— START —
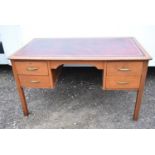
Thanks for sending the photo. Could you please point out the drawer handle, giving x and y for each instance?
(123, 82)
(124, 69)
(32, 68)
(34, 81)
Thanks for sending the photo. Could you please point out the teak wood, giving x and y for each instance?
(123, 62)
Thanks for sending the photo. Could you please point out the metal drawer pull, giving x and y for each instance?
(33, 81)
(123, 82)
(124, 69)
(32, 68)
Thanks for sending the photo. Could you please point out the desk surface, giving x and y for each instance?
(82, 49)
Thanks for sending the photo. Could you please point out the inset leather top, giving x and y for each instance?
(82, 49)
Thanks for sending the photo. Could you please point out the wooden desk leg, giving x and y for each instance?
(20, 92)
(140, 91)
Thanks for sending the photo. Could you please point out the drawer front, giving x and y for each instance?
(31, 67)
(33, 81)
(117, 82)
(124, 68)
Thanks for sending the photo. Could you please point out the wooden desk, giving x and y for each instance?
(123, 62)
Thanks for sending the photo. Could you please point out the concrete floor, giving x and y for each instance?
(77, 102)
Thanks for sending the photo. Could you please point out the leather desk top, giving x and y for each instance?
(82, 49)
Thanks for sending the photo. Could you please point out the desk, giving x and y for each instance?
(122, 61)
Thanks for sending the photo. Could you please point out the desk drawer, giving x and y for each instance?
(34, 81)
(31, 67)
(124, 68)
(126, 82)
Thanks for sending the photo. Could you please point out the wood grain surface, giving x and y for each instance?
(82, 49)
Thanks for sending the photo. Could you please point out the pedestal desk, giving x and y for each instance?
(123, 62)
— END —
- YOUR GOAL -
All entries must be written out again exactly as given, with no pictures in the copy.

- THE RESULT -
Thanks for sending the photo. Could you please point out the drawer handle, giving x and y for each instance?
(123, 82)
(124, 69)
(32, 68)
(34, 81)
Thanks for sending the photo. Could you please point out the teak wood, giving x and y for each instance?
(123, 62)
Thanks for sending the photo. Could you please point out the metal drawer pull, giving x and y for each instance?
(33, 81)
(123, 82)
(124, 69)
(32, 68)
Thanks for sending the photo. Could you please point out the desk surface, giving x and y for each instance?
(82, 49)
Thanks for sending the photo. Could you please point out the inset leather top, giving x and y for each instance?
(82, 49)
Thanks for sending the photo. Could you please point out the wooden desk leg, giving x and y for each instance?
(20, 92)
(140, 91)
Thanks for sending the photo. Could you please point out the drawer front, giving x and y for each instance?
(31, 67)
(33, 81)
(117, 82)
(124, 68)
Thanks for sending the photo. Could you please point out the wooden desk, giving x and y for each instance?
(123, 62)
Thanks for sending the photo. Could you please point out the concrete floor, giving x and y for each instance?
(77, 102)
Thanks for sending the photo. Could you please point out the leather desk top, giving x and y for each instance?
(82, 49)
Thanks for sending the photo. Could you please point out the desk, giving x and y for each instance?
(122, 61)
Thanks for sending the photo. Could you please point out the desk drawer, giving x and y for each instance?
(34, 81)
(31, 67)
(124, 68)
(126, 82)
Thanks for sending the photo. Could you please point out the wood grain surface, giving x and y for each instance?
(82, 49)
Thanks for sending the photo. Could you please point out the pedestal desk, giving x and y for each instance?
(123, 62)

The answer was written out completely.